(Point placement records)
---

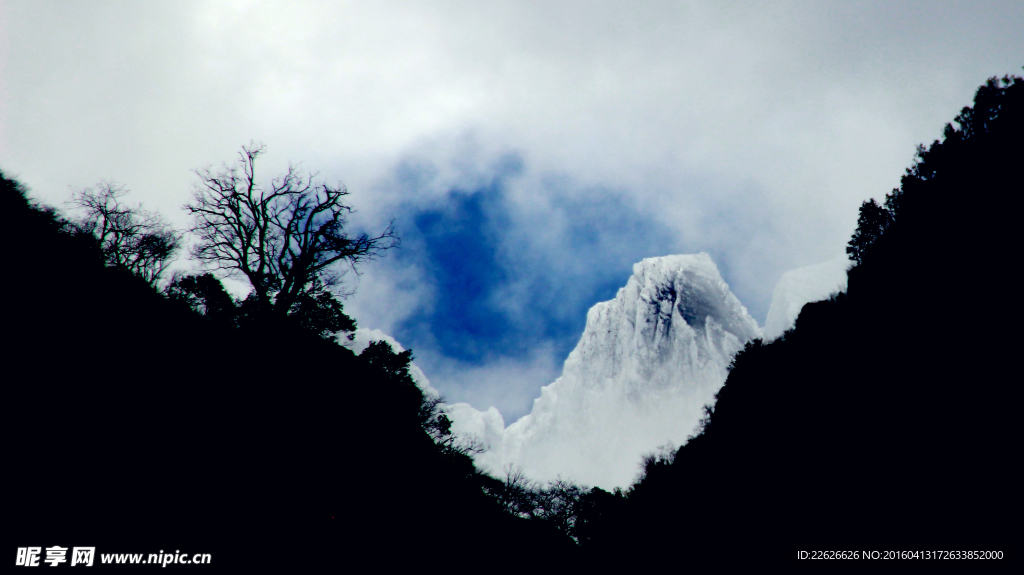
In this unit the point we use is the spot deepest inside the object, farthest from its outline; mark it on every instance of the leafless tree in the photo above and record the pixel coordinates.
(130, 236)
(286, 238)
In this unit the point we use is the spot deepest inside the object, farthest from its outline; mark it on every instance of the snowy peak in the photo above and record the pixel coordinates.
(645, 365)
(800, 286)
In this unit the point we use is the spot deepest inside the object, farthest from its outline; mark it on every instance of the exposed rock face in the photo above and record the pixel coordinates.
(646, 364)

---

Reproduce all of the data above word for word, omitting the pictures.

● Reply to the exercise:
In this unit the point we use is the spot deepest inside the object, farthest from its outline; mark it on every instance of the leafless tree in the photo above and record the pixel coordinates.
(130, 236)
(286, 238)
In this unit the point we use is the spot deepest inside the object, farthest from its outline; mark it on every instance of the snowy peak in the photo above and record the pixel coordinates.
(645, 365)
(800, 286)
In this unit the point we use is the spot deepest inside the object, farthest from its outline; mark it on every instance of the exposed rock face in the photo above and record the pixel coordinates.
(646, 364)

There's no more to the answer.